QUOTED PASSAGE =>
***
News & Politics

Will You Marry Me?

While most men ask women to marry them in simple, romantic ways--say, on bended knee or during a candlelight dinner--some go to dramatic lengths to entice her to say yes.

We asked readers to send in engagement tales. Many involved limousines, surprise trips to tropical islands, beds covered with rose petals, re-creations of first dates, and the Jefferson Memorial –apparently a very romantic monument.

Here are some of the more creative proposals–all of which made women swoon and make life harder for other men. You'll find more engagement stories on our Web site, www.washingtonian.com.

NEARLY SUNK

Richard Marshall and Jennifer Stone were heading to Grand Bahama Island for a vacation in December 1999, and Rich decided it was there that he would propose.

He concocted a scheme to slip a message in a bottle and plant the bottle where Jenny would find it. He wrote a poem in which the first letter in each line spelled out "Jenny will you marry me? Rich." Then he printed the poem on parchment paper.

On the island, they went for a hike in a national park where they could explore limestone caves. When they reached the first cave, Rich went down the spiral staircase. The sun was streaming through the entrance, reflecting in a lagoon. He realized it was the perfect spot. So while Jenny was on a wooden walkway on one side of the cave, he placed the bottle among the rocks along the water's edge.

When Jenny wandered over, Rich pointed out the bottle. "She said it was just litter," he recalls. "When I climbed down to get it, she told me to leave it there."

He "noticed" the note, extracted it, and read the poem aloud. "She said, 'That's nice. Now put it back,' " Rich remembers. "I was practically shoving the paper in her face trying to get her to look more closely at it. I read the last four lines: 'Read the first/Initial in line/Can I/ Hope you'll be mine?' "

As Jenny began to read the first letters in each line, Rich was too anxious. "So I got down on my knee, held out the ring, and sputtered, 'Be my wife.' "

Jenny finally got the message.

Rich and Jenny are to be married on March 10.

 ARTFUL PLANNING

Eric Lemer's proposal to his Fiancee, Sabrina Golfman, was a work of art.

Eric told Sabrina that there was to be a party honoring his grandmother on November 30 at the Corcoran Gallery of Art. He even printed fake invitations.

When the day arrived, Eric suggested they go to the museum early, to see an Andy Warhol exhibit. The two had just bought a signed lithograph of Warhol's Campbell's soup can.

At the end of the exhibit, Eric ducked around a corner and motioned for Sabrina to follow. There, on the wall, was a three-by-three-foot photograph of them standing in front of their Warhol print. Under the photo was a romantic tableau: a round table with another picture of them, a candle, and a dozen red roses.

Eric had been carrying his briefcase. He reached into it.

"Sabrina said, 'What's going on here?' " Eric recalls. "I pulled out this Andy Warhol book we had bought. That morning, my mother had gone to a hardware store and had had them cut out an area for the ring box. So I told Sabrina to open the book, and there's the ring box.

"I got down on my knees to propose," Eric says. "She's down on her knees, too. We're both crying."
***
RECORDED INFORMATION =>
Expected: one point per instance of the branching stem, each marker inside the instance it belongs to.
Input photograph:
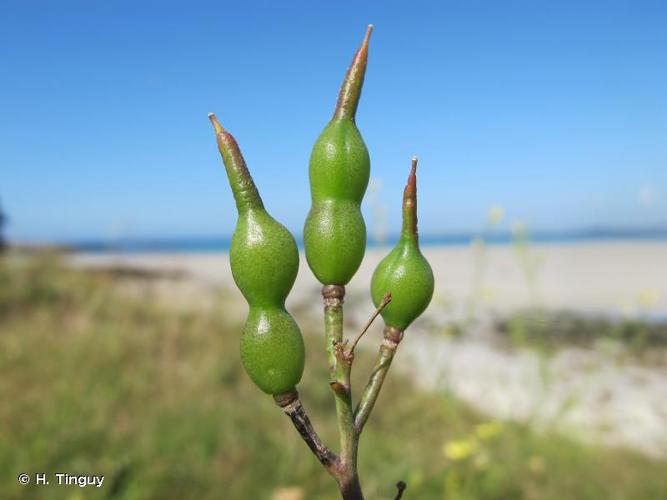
***
TASK REQUIREMENTS =>
1 > Decide whether each statement below agrees with the proposal stories, answering yes or no and quoting the words from the text that settle it. (a) Rich hid the bottle among the rocks beside the water. (b) Eric told Sabrina the party for his grandmother would be held at the National Gallery of Art. (c) Eric's mother had a hardware store cut a space in the book for the ring box.
2 > Write the next part of the proposal stories, beginning right after their final sentence.

ANSWERS FOR THE TASKS =>
1 >
(a) Yes: "he placed the bottle among the rocks along the water's edge."
(b) No: "there was to be a party honoring his grandmother on November 30 at the Corcoran Gallery of Art."
(c) Yes: "my mother had gone to a hardware store and had had them cut out an area for the ring box."

2 >
How did Eric get the Corcoran to go along? "I talked to Kathryn Keane, in special events, and she said, 'It sounds exciting; let's do it.' It was ten feet of dead space where the exhibit ended–nobody would go back there. And it was a Thursday, so it wasn't crowded."

But they forgot to clue in the security guard, who stopped Eric at the door, insisting he check the briefcase. "I went to the coat check and said, 'Look, I'm about to get engaged here in 20 minutes, and the ring is in the bag. I need the bag!' "

When everything was out of the bag, Eric told Sabrina that his grandmother's party was really at an aunt and uncle's apartment at Washington Harbour. When they arrived, Sabrina opened the door to see her mother, sister, and best friend, who had all flown in from Montréal, and about 20 other friends and relatives. The cocktail party was in honor of the engaged couple.

Eric and Sabrina are to be married in September. >

THE ENVELOPE, PLEASE

Russell Wodiska and Joan Urbaniak met while working together, and despite their best efforts to suppress the attraction, flirted with one another.

After the two had worked on a project together, Joan e-mailed Russ and asked him what he was doing that weekend. "I said, 'I have two plane tickets to Boston, and I've made dinner reservations,' " Joan recalls. "It was the boldest thing I'd ever done."

For that first date in November 1997, the couple flew first-class to Boston, where they explored the city, ate a memorable Italian meal at Davio's, and stayed at the luxurious Sheraton Boston, where Joan had booked two rooms.

When it came time to propose some two years later, Russ decided to re-create that first date. But how to get Joan to Boston?

On the morning of February 4, 2000, he went by Joan's office in Alexandria before she arrived. With the help of one of her colleagues, Russ left four envelopes in Joan's office. E-mails would later direct her to each of the hidden envelopes, which contained various messages.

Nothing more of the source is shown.